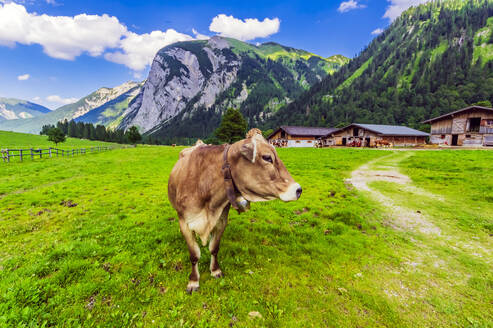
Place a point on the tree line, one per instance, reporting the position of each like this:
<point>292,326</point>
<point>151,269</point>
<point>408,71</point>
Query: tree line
<point>99,132</point>
<point>432,60</point>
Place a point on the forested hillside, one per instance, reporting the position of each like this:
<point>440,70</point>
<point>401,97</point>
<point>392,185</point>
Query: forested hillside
<point>433,59</point>
<point>192,83</point>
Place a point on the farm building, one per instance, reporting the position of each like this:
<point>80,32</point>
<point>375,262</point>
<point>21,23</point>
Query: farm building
<point>297,136</point>
<point>371,135</point>
<point>470,126</point>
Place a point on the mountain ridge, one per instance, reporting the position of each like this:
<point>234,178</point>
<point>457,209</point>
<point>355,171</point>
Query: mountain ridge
<point>191,83</point>
<point>434,58</point>
<point>12,108</point>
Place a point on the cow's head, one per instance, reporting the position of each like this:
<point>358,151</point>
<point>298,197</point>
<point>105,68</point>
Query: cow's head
<point>258,172</point>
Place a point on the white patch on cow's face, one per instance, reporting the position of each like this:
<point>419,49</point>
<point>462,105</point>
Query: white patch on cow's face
<point>254,149</point>
<point>290,194</point>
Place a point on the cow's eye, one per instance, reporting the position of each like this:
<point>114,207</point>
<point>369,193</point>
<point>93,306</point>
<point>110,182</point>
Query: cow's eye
<point>267,158</point>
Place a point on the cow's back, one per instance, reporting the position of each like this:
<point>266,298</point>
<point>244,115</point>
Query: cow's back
<point>195,176</point>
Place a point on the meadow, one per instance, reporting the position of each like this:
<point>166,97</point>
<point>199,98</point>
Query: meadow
<point>93,241</point>
<point>14,140</point>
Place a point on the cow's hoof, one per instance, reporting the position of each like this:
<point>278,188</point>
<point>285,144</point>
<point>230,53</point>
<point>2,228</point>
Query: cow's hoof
<point>193,286</point>
<point>217,273</point>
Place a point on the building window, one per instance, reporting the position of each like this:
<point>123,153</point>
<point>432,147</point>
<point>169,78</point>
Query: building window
<point>474,124</point>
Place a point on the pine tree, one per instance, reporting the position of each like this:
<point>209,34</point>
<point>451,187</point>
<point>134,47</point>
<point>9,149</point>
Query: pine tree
<point>133,135</point>
<point>232,128</point>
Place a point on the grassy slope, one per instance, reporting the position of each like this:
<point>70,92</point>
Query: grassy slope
<point>356,74</point>
<point>24,140</point>
<point>118,259</point>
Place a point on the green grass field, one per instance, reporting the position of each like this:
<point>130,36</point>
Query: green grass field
<point>93,241</point>
<point>14,140</point>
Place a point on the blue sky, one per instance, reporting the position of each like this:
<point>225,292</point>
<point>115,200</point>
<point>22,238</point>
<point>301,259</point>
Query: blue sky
<point>55,51</point>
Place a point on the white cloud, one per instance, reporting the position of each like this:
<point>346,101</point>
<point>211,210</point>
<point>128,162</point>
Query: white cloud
<point>23,77</point>
<point>138,50</point>
<point>199,36</point>
<point>349,5</point>
<point>248,29</point>
<point>377,31</point>
<point>61,37</point>
<point>66,37</point>
<point>61,101</point>
<point>396,7</point>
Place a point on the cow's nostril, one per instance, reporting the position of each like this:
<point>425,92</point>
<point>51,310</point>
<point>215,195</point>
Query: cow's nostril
<point>298,192</point>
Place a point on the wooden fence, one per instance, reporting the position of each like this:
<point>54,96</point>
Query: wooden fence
<point>32,153</point>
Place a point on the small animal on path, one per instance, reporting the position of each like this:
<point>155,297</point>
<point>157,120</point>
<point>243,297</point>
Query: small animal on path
<point>207,180</point>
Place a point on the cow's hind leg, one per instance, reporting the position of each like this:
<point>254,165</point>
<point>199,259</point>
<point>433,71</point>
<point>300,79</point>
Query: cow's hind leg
<point>193,247</point>
<point>215,241</point>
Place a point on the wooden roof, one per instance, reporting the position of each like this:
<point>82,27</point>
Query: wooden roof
<point>431,120</point>
<point>387,130</point>
<point>303,131</point>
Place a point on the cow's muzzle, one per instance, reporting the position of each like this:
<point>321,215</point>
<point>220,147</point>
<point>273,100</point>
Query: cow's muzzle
<point>292,193</point>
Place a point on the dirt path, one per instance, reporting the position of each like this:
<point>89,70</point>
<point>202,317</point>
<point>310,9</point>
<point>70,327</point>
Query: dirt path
<point>405,218</point>
<point>402,218</point>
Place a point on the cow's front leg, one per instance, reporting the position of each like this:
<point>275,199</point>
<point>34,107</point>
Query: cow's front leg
<point>215,241</point>
<point>194,249</point>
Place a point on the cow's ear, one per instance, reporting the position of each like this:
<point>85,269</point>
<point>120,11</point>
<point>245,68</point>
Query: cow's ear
<point>248,151</point>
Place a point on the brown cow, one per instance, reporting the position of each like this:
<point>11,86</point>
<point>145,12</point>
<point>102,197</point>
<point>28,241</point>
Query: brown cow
<point>207,180</point>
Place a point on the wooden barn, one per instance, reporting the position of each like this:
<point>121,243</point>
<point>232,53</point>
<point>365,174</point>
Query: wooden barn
<point>297,136</point>
<point>470,126</point>
<point>372,135</point>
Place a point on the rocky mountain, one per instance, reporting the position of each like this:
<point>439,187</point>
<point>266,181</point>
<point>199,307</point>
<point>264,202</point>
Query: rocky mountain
<point>111,112</point>
<point>433,59</point>
<point>191,83</point>
<point>11,109</point>
<point>109,104</point>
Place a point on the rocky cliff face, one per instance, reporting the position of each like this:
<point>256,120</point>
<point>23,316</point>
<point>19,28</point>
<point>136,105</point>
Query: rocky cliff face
<point>191,83</point>
<point>180,77</point>
<point>101,98</point>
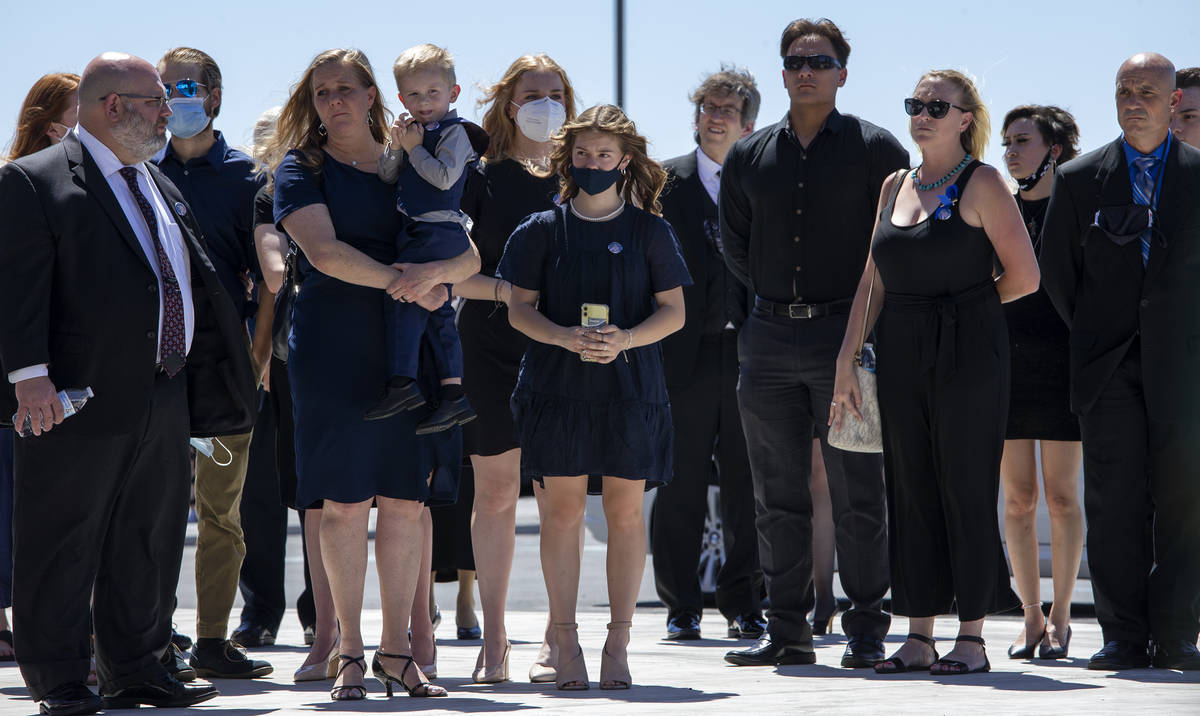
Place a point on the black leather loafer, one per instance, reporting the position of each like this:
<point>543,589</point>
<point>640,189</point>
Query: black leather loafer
<point>70,698</point>
<point>1176,654</point>
<point>165,692</point>
<point>683,626</point>
<point>768,654</point>
<point>1117,655</point>
<point>748,626</point>
<point>863,651</point>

= Required action =
The listing must be returned in full and exactly, apart from its pictures.

= Result below =
Place a point on the tree line, one per instance, reporting the position of each like this:
<point>292,326</point>
<point>151,269</point>
<point>408,71</point>
Query: tree line
<point>99,132</point>
<point>432,60</point>
Place a point on the forested hillside, one per instance, reporting the position of each like this:
<point>440,70</point>
<point>401,97</point>
<point>392,185</point>
Query: forested hillside
<point>433,59</point>
<point>192,83</point>
Place a point on the farm building, one per instance, reporting the position of each like this:
<point>80,32</point>
<point>375,262</point>
<point>21,23</point>
Query: farm building
<point>297,136</point>
<point>371,135</point>
<point>470,126</point>
Place a point on the mountain ridge, one per instance, reporting the position of each like this:
<point>234,178</point>
<point>457,209</point>
<point>355,171</point>
Query: mountain ridge
<point>191,83</point>
<point>434,58</point>
<point>12,108</point>
Place a point on the cow's head, one per instance, reporting the position of each like this:
<point>358,151</point>
<point>298,197</point>
<point>105,68</point>
Query: cow's head
<point>258,172</point>
Place a point on the white patch on cow's face, one per instance, reporting the position of each like this:
<point>419,49</point>
<point>462,105</point>
Query: white patch on cow's face
<point>254,149</point>
<point>290,194</point>
Place a point on the cow's eye, one per instance, reporting the position of each like this:
<point>114,207</point>
<point>369,193</point>
<point>93,306</point>
<point>110,182</point>
Query: cow's eye
<point>267,158</point>
Place a point on the cow's back, one per instance, reporting the position of each like this:
<point>266,298</point>
<point>244,115</point>
Query: cow's back
<point>195,176</point>
Place a point on the meadow, one per instance, reporting the position of each like this:
<point>166,97</point>
<point>199,98</point>
Query: meadow
<point>93,241</point>
<point>14,140</point>
Place a point on the cow's hoof, one per instance, reporting the position of each like this:
<point>278,188</point>
<point>285,144</point>
<point>230,53</point>
<point>2,228</point>
Query: cow's hoof
<point>193,286</point>
<point>217,273</point>
Place a point on the building window, one per instance, reporting the position of each like this:
<point>123,153</point>
<point>432,147</point>
<point>169,78</point>
Query: building window
<point>474,124</point>
Place a point on the pine tree, one per instance, reporting the position of each like this:
<point>209,34</point>
<point>451,187</point>
<point>134,47</point>
<point>9,149</point>
Query: pine tree
<point>133,135</point>
<point>232,128</point>
Place a point on the grassy slope, one per instance, reporting the position of each like this:
<point>70,92</point>
Query: grassy slope
<point>356,74</point>
<point>24,140</point>
<point>118,259</point>
Place a point on the green grass field, one per instance, reporting the position of each like this:
<point>130,36</point>
Query: green grass field
<point>93,241</point>
<point>14,140</point>
Place a point on the blue sky, one per instance, reporting the position of each like this:
<point>225,292</point>
<point>115,200</point>
<point>22,238</point>
<point>301,259</point>
Query: blue sky
<point>55,51</point>
Place a point on the white cloud, one per instance, reporting the position of each like this:
<point>346,101</point>
<point>211,210</point>
<point>128,162</point>
Query: white cloud
<point>23,77</point>
<point>138,50</point>
<point>199,36</point>
<point>349,5</point>
<point>248,29</point>
<point>377,31</point>
<point>61,37</point>
<point>66,37</point>
<point>61,101</point>
<point>396,7</point>
Place a point on the cow's nostril, one per instance, reporting the position of each like this:
<point>425,92</point>
<point>51,310</point>
<point>215,195</point>
Query: cow's nostril
<point>298,192</point>
Place a point on the wooden fence, one per instance, reporting the position of each like this:
<point>54,96</point>
Query: wooden fence
<point>32,153</point>
Place a point on the small animal on path, one per instance, reporting the position of each like this:
<point>155,297</point>
<point>157,120</point>
<point>243,297</point>
Query: small animal on path
<point>207,180</point>
Place a point on the cow's hind leg, one per instance, reporting the position of each like this:
<point>254,165</point>
<point>199,259</point>
<point>433,71</point>
<point>300,79</point>
Query: cow's hind leg
<point>193,247</point>
<point>215,241</point>
Place a point on the wooden roof, one per instance, reporting the position of each like this:
<point>82,27</point>
Query: wooden roof
<point>431,120</point>
<point>387,130</point>
<point>303,131</point>
Place a point on the cow's muzzle, one per instance, reporting the position of each like this:
<point>321,215</point>
<point>220,147</point>
<point>273,100</point>
Query: cow's muzzle
<point>292,193</point>
Place a point on the dirt path, one per instance, reporting the position of each like this:
<point>89,70</point>
<point>202,317</point>
<point>310,9</point>
<point>70,327</point>
Query: dirt path
<point>405,218</point>
<point>402,218</point>
Place a point on the cow's front leg, one per instance, reporting the position of each like this:
<point>275,199</point>
<point>34,107</point>
Query: cow's front leg
<point>215,241</point>
<point>194,249</point>
Place a point on the cow's ear, one per instance, reporting the position of each like this:
<point>85,269</point>
<point>120,11</point>
<point>245,68</point>
Query: cow's ear
<point>248,151</point>
Place a point on the brown cow, one per instance, reporting the position of each like this:
<point>11,86</point>
<point>145,12</point>
<point>102,197</point>
<point>28,241</point>
Query: brown cow
<point>207,180</point>
Place a point on the wooden barn, one per instance, reporting the position of each like this:
<point>121,243</point>
<point>232,53</point>
<point>365,174</point>
Query: wooden barn
<point>297,136</point>
<point>470,126</point>
<point>372,135</point>
Place a point on the rocky mountain, one per instance, reporting the position of each like this:
<point>439,187</point>
<point>266,181</point>
<point>199,307</point>
<point>264,202</point>
Query: rocky mountain
<point>111,112</point>
<point>433,59</point>
<point>191,83</point>
<point>11,109</point>
<point>109,104</point>
Place a point on the rocky cliff face, one per instance, reporting the position of each like this:
<point>256,120</point>
<point>23,316</point>
<point>19,28</point>
<point>136,105</point>
Query: rocky cliff face
<point>191,83</point>
<point>180,77</point>
<point>101,98</point>
Place a point on the black leather loafer, one per instance, reporting the position of each like this:
<point>543,589</point>
<point>640,189</point>
Query: black leather loafer
<point>70,698</point>
<point>1176,654</point>
<point>165,692</point>
<point>683,626</point>
<point>768,654</point>
<point>1117,655</point>
<point>748,626</point>
<point>863,651</point>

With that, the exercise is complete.